● Passage for review:

On digital health and the Rural Health Transformation Program, with Marcel Botha

Digital
US flag in cylindrical hale bale

As reported in January this year, the United States Centers for Medicare & Medicaid Services (CMS) rolled out $10 billion in rural health funding to states in what was the first distribution of federal monies “meant to keep rural hospitals afloat amid the Trump administration’s cuts to healthcare funding.”

The Rural Health Transformation (RHT) Program was authorised by the One Big Beautiful Bill Act (Section 71401 of Public Law 119-21), as the CMS website states, and aims to “strengthen rural communities across America by improving healthcare access, quality, and outcomes by transforming the healthcare delivery ecosystem.” That improvement is to include for the strategic goals of making America healthy again (MAHA), sustainable access, workforce development, innovative care, and tech innovation.

Over five fiscal years, $10 billion of funding is to be made available each of those fiscal years, ending in 2030. States must use the RHT Program funds for “three or more […] approved uses of funds”, including but not limited to technology-dependent developments:

  • Promoting consumer-facing, technology-driven solutions for the prevention and management of chronic diseases.
  • Providing training and technical assistance for the development and adoption of technology-enabled solutions that improve care delivery in rural hospitals, including remote monitoring, robotics, artificial intelligence, and other advanced technologies.
  • Providing technical assistance, software, and hardware for significant information technology advances designed to improve efficiency, enhance cybersecurity capability development, and improve patient health outcomes.

Indeed, a scoping review published in The Permanente Journal in 2024 noted the benefits of digital health tools when it comes to improving outcomes in rural areas. Such tools include teleconsultations, remote monitoring, mobile health applications, and wearable devices, among others. However, access to and education on these needs improvement yet.

To find out more, pharmaphorum spoke with Marcel Botha, founder and CEO of 10XBeta, a Brooklyn-based venture studio, who is a vocal advocate for resilient supply chains, decentralised manufacturing, and equitable access to health technology.

Q. What are your thoughts on the CMS rolling out this first round of Rural Health Transformation fund disbursements to strengthen access, workforce capacity, and care delivery in underserved areas?

Marcel Botha: The CMS Rural Health Transformation fund is an important signal that policymakers recognise rural healthcare can’t be solved with incremental tweaks. These investments have the potential to strengthen access and workforce capacity, but only if they’re paired with delivery models that are designed for rural realities. Capital alone isn’t enough; the real test will be whether funding enables care to move closer to patients, reduces the operational burden on providers, and supports financially sustainable models long after the grant period ends.

Q. Can you comment on the benefits of ameliorating digital health capabilities in rural areas?

Digital health is often framed as a convenience, but in rural settings, it’s foundational infrastructure. The right digital tools can extend scarce clinical expertise, reduce unnecessary patient travel, and enable providers to practice at the top of their license. When implemented well, digital health doesn’t replace in-person care – it makes in-person care more effective by improving coordination, continuity, and decision-making across distance and time.

● Material provided:
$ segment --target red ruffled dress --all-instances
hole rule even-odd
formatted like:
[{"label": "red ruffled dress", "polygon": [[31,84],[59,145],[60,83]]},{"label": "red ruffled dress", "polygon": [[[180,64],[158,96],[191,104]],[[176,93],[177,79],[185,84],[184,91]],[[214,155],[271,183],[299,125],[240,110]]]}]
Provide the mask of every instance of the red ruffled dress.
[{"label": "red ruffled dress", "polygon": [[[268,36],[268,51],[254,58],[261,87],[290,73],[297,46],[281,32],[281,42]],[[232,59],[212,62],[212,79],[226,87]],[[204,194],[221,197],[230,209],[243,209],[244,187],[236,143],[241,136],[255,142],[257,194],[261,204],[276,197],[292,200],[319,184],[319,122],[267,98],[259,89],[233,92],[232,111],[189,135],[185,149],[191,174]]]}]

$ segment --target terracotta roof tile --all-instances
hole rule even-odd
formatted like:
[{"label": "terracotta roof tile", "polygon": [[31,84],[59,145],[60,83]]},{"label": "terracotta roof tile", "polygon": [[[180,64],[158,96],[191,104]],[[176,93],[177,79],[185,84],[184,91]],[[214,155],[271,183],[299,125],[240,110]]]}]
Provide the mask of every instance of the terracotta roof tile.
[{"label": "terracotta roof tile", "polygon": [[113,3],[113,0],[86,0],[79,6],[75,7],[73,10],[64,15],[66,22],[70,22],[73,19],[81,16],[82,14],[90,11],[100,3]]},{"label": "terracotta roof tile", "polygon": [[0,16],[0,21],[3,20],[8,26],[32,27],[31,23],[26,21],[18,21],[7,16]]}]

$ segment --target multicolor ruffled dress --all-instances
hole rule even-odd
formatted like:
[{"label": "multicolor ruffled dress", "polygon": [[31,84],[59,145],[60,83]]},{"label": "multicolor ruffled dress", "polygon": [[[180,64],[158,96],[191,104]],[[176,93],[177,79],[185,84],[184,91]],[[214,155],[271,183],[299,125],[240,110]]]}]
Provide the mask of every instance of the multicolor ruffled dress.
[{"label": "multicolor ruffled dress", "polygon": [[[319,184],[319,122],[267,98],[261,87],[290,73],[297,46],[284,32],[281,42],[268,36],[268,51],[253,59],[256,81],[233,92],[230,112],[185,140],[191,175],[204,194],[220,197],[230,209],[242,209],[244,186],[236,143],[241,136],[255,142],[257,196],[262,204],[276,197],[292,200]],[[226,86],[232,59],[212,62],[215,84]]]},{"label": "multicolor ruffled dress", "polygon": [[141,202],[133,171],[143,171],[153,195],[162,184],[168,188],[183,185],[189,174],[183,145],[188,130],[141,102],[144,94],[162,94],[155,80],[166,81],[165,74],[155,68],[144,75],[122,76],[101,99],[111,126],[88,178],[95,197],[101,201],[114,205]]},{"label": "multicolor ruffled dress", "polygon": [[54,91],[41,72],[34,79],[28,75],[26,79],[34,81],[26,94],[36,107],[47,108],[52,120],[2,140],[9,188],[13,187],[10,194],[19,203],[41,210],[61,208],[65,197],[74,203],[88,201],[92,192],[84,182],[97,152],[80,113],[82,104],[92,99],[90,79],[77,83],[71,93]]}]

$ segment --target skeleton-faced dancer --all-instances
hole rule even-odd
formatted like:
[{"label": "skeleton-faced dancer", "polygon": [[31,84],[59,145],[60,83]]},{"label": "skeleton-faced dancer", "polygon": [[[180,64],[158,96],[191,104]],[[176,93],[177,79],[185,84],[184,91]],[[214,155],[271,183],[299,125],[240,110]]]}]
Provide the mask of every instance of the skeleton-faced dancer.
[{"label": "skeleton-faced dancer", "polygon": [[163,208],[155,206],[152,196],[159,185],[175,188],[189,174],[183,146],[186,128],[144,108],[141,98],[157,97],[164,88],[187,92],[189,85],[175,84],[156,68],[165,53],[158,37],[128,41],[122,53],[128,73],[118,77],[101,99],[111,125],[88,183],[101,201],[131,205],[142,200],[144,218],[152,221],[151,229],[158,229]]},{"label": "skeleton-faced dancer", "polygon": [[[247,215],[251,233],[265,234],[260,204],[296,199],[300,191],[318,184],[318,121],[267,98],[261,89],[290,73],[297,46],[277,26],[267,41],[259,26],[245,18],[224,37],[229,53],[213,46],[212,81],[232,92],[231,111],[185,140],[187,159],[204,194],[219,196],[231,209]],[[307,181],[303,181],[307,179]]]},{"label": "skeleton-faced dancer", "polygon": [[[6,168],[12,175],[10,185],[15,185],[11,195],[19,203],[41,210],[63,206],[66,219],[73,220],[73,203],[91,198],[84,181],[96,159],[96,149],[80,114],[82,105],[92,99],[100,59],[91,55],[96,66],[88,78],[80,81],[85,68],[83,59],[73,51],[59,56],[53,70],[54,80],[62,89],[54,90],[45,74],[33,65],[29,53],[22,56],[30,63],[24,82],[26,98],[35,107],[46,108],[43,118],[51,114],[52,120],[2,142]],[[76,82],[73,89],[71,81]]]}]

● Assigned task 1:
List the kinds of digital health tools that the scoping review named in the passage on rural health funding.
● Assigned task 2:
Continue the interview on rural health funding, picking up right after its last sentence.

● Reply 1:
teleconsultations, remote monitoring, mobile health applications, wearable devices

● Reply 2:
Q. Can you speak to the policy and funding landscape affecting rural providers currently?

Rural providers operate in a landscape characterised by thin margins, workforce shortages, and reimbursement models not designed for low-density care delivery. While recent policy efforts and funding streams are directionally positive, they remain fragmented. What’s needed is alignment: reimbursement that rewards outcomes and access, funding mechanisms that support experimentation, and regulatory flexibility that allows providers to adopt new models without excessive administrative friction.

Q. How can innovation and mobile care models help these investments translate into real access improvements on the ground?

Innovation matters most when it shows up where patients actually are. Mobile care models – whether clinics, diagnostics, or home-based services – can turn policy investments into tangible access by overcoming geographic barriers, rather than fighting them. When combined with digital infrastructure and data-driven care pathways, these models allow systems to reach underserved populations faster, more efficiently, and with greater resilience than traditional brick-and-mortar approaches alone.

If rural healthcare investment is to succeed, it must be grounded in execution and community trust, not just aspiration. The opportunity right now is to pair policy momentum with pragmatic innovation: tools, technologies, and care models that work in the real world.

When funding, regulation, and design are aligned around patient access, rural healthcare can move from chronic vulnerability to durable strength.

About the interviewee

Marcel Botha is a product development leader with 20 years of experience across medical and consumer devices, sustainable industrial systems, automotive, and construction technologies. He specialises in building agile, high-performing innovation teams to drive new product development and commercialisation. As CEO of 10XBeta, he has led collaborations with governments, corporations, start-ups, and investors. Botha has also founded and invested in multiple companies spanning diagnostics, drug delivery, mobility, sensing, and consumer applications. His most recent focus has been on building 10Xbeta's venture studio to lead health tech innovation in New York.